**Data provided:**
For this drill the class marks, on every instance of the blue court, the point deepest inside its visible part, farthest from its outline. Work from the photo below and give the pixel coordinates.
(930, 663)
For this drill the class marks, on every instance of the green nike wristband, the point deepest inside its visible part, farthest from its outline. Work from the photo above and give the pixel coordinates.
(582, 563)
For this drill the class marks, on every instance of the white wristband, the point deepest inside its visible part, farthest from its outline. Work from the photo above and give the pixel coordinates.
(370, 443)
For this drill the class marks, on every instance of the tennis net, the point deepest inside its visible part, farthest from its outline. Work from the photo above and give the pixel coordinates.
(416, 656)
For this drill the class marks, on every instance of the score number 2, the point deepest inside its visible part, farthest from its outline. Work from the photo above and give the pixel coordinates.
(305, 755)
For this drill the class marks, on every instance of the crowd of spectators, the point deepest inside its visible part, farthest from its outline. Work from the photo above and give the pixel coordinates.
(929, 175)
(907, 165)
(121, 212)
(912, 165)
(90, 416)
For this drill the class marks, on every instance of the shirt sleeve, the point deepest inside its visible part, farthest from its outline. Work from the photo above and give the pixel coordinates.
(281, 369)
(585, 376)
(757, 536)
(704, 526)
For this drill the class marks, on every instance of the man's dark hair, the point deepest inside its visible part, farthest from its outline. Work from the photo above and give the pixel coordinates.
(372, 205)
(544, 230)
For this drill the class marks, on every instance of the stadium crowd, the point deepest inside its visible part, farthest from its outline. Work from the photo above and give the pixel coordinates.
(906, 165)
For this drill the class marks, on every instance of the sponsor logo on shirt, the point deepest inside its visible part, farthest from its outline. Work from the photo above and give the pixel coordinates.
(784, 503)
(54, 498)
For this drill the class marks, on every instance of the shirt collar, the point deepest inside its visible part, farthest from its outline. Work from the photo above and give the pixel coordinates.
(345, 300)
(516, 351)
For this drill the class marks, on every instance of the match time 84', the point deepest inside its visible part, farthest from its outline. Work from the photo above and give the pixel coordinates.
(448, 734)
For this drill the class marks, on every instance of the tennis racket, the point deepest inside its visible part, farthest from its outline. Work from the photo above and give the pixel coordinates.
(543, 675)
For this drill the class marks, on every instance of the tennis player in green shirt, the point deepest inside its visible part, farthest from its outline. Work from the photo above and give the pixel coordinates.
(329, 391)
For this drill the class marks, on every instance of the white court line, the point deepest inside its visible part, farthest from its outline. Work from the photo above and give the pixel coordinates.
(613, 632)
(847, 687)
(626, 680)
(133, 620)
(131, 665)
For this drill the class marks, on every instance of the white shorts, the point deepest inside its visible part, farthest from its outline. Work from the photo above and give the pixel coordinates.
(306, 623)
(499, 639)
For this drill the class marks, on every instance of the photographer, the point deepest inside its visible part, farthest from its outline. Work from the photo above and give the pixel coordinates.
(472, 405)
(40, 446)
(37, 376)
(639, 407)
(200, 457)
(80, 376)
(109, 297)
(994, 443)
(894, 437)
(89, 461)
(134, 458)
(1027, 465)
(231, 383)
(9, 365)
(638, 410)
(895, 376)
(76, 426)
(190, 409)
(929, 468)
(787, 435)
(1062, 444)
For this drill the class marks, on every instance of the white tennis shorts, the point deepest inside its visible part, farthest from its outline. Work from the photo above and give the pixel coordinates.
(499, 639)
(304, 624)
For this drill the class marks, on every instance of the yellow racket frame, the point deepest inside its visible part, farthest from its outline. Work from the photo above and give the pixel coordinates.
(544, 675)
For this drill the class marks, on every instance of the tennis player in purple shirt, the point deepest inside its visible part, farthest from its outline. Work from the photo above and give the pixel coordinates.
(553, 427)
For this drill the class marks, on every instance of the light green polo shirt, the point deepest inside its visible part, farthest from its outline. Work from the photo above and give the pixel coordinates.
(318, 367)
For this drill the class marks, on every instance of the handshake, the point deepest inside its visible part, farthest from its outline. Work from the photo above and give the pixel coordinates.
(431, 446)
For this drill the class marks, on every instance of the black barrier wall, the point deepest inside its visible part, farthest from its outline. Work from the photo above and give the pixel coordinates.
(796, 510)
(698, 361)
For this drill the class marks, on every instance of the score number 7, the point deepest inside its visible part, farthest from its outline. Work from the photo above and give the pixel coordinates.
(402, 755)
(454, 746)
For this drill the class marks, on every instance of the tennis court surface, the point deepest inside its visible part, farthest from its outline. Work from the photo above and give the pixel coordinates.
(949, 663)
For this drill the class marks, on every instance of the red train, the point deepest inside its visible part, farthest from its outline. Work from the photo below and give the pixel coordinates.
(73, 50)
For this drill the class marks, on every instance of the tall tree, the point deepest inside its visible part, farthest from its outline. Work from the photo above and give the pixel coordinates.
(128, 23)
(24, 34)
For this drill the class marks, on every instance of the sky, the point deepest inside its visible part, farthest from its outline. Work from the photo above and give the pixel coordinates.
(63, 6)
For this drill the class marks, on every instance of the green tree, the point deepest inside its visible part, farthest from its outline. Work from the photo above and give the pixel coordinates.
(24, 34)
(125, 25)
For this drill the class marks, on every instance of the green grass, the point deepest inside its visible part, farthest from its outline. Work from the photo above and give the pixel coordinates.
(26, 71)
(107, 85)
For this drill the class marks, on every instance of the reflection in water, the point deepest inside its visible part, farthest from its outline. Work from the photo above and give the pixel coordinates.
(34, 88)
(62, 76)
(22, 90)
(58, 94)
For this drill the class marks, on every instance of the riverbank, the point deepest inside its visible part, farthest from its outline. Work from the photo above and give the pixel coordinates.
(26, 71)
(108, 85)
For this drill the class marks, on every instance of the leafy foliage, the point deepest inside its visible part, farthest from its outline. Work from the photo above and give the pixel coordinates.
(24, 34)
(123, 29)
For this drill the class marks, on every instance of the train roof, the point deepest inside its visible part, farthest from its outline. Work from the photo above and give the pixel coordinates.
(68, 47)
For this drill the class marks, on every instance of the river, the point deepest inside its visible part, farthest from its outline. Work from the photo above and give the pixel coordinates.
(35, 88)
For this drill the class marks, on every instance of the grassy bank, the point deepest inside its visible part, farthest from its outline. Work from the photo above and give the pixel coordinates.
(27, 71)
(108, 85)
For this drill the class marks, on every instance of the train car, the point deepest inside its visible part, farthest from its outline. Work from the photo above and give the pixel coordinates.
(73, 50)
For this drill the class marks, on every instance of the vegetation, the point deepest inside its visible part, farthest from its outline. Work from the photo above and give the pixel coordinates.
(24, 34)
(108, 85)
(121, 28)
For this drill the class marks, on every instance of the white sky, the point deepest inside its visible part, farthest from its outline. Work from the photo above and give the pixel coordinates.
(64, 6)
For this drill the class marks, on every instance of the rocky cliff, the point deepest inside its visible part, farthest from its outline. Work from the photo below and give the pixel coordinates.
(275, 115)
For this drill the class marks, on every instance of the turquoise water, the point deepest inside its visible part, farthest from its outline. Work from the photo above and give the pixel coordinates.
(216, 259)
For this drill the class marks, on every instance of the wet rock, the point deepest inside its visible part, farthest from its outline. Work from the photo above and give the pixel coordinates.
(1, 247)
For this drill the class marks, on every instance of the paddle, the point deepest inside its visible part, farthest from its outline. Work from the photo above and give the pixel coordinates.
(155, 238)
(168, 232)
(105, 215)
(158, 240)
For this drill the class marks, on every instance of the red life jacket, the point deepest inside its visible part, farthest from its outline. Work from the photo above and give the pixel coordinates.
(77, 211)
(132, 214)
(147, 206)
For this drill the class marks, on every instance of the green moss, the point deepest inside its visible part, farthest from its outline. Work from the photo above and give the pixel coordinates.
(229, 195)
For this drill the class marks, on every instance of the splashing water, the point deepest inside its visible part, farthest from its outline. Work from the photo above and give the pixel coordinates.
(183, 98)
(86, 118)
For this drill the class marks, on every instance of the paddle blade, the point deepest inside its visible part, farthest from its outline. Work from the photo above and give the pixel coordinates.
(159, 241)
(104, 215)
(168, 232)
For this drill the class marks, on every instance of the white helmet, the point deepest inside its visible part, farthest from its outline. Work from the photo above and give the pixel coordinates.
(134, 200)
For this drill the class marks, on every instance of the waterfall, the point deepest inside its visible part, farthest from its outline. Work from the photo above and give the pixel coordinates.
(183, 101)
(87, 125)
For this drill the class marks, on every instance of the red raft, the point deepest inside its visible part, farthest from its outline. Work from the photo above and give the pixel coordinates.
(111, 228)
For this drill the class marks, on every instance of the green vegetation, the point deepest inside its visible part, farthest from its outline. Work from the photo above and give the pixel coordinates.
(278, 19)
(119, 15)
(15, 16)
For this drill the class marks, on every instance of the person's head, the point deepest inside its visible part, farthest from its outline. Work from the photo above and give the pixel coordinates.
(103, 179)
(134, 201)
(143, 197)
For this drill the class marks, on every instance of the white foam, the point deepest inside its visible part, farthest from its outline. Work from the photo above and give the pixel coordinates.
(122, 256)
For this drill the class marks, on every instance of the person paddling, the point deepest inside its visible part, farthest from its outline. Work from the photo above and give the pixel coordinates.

**Exercise prompt:** Only these lines should appear in the reply: the one containing "the waterfall, the", the last line of the data, and all lines between them, each copied exactly.

**Answer to the exercise:**
For this drill the class marks, on every instance of the waterfall, the point deepest inside its visible part, farthest from its outline. Work from the photo above and give the pixel coordinates.
(183, 101)
(87, 125)
For this drill the class marks, on every instance of the red raft, the point deepest inside its visible part, farthest from its outline. Work from the photo above and give the pixel coordinates.
(111, 228)
For this drill the class marks, on every instance of the green vegetation, the point deepest inside its visible part, farthest from its outline. Work from the photo above and give the pixel coordinates.
(278, 19)
(119, 15)
(15, 16)
For this drill the class marks, on every instance of the person's head, the point deepest inside its visible part, farthest from its outline. Work from the photo above and give the pixel coordinates.
(103, 179)
(134, 201)
(143, 197)
For this drill the class marks, on every instance of the white foam, the point deepest inside its visible part, farthest from its outline. Work from the photo above and give the pixel coordinates.
(122, 256)
For this drill the class marks, on every instance of the person paddling, the point deepest inside its visible part, farthest from its outline. Work from the photo above and give the pixel coordinates.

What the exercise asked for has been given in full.